• Coordinate annotation listing:
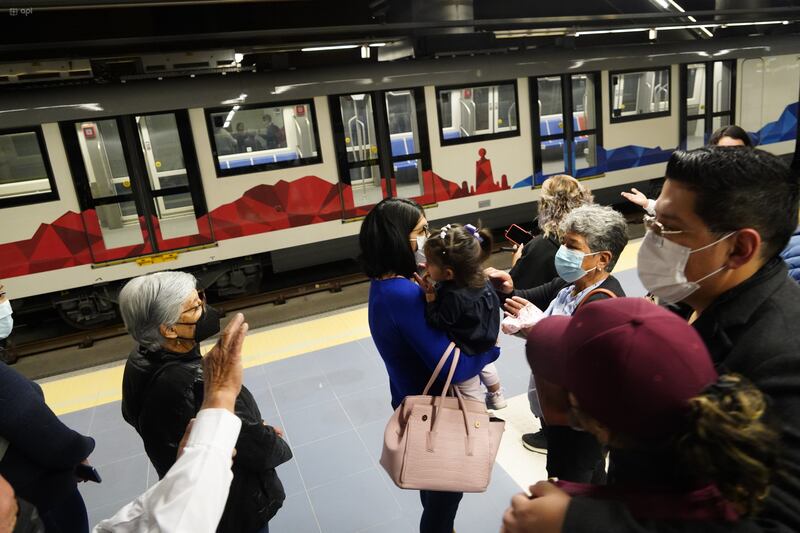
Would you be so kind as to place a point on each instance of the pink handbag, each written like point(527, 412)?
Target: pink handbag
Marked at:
point(442, 442)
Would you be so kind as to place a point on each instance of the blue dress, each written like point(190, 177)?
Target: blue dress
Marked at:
point(791, 255)
point(409, 347)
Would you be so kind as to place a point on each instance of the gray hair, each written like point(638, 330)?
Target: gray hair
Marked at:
point(603, 228)
point(146, 302)
point(560, 195)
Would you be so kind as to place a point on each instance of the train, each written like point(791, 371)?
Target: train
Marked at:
point(241, 176)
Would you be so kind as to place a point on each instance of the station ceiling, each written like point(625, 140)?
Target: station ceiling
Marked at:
point(114, 35)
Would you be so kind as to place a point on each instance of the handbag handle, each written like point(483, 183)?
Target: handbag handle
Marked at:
point(440, 365)
point(594, 292)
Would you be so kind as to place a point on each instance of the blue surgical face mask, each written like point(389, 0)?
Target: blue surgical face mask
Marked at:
point(569, 264)
point(6, 321)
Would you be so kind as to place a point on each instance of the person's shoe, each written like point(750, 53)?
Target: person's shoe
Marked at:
point(496, 400)
point(535, 442)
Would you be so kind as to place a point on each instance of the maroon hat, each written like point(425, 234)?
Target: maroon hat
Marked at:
point(631, 365)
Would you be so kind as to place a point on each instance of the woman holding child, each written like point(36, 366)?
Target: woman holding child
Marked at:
point(390, 236)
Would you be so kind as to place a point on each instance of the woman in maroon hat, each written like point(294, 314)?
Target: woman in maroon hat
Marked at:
point(685, 444)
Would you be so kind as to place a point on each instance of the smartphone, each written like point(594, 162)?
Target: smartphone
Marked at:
point(88, 473)
point(517, 235)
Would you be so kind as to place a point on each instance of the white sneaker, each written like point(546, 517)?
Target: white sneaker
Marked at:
point(496, 400)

• GIVEN INSTRUCTION: Reproduce every line of the listing above word for word, leaving out the pictures.

• EXPECTED ANSWER:
Would you be so kind as to place a point on each instance of the pink handbag, each written like point(527, 412)?
Target: pink handbag
Marked at:
point(442, 442)
Would you be so kind as to place a point on each instance of the blue dress, each written like point(190, 177)?
Target: blue dress
Marked at:
point(791, 255)
point(409, 347)
Would you be so kind as to place a point on each instance of the gray hair, each written like point(638, 330)?
Target: gray hair
Marked at:
point(603, 228)
point(146, 302)
point(560, 195)
Would you be so kind as to place a point on each instance of the train, each written like point(791, 371)?
Target: train
Marked at:
point(241, 176)
Would you be so kind as to place a point on each instance of the station ceiling, each written like point(625, 140)?
Target: station ceiling
Marked at:
point(114, 35)
Would you be so kind as to place a point on each instance of the handbag handle, each written like point(483, 183)?
Target: handbag handle
Marked at:
point(440, 365)
point(594, 292)
Would you be so kind as to place a point on each instance of the blue surgical face mask, each written like point(389, 0)?
Target: blue surgical face mask
Marked at:
point(569, 264)
point(6, 321)
Would you be so kind as to place a point on each instance of the person's shoe, each written like point(750, 53)?
Target: person's shoe
Marked at:
point(496, 400)
point(535, 442)
Would you be so kind as to place a point on each instance of the maroon hat, each written like point(425, 234)?
Target: maroon hat
Marked at:
point(631, 365)
Would you be so kind as to place a point on each instance of the woman holding child, each written like point(36, 366)?
Target: woman holding child
Marked at:
point(390, 236)
Would you be so kind as to place a point on each instance of the woman in maroon hat, each written like point(294, 314)?
Target: woman in maroon hat
Marked at:
point(685, 444)
Would you be so kind as to place a point on each instance of the smartphone, each written like point(594, 162)?
Target: smartphone
Marked at:
point(88, 473)
point(517, 235)
Would you be so kind as to place a point on each instance of the white sneaker, each written like point(546, 517)?
Target: white sneaker
Marked at:
point(496, 400)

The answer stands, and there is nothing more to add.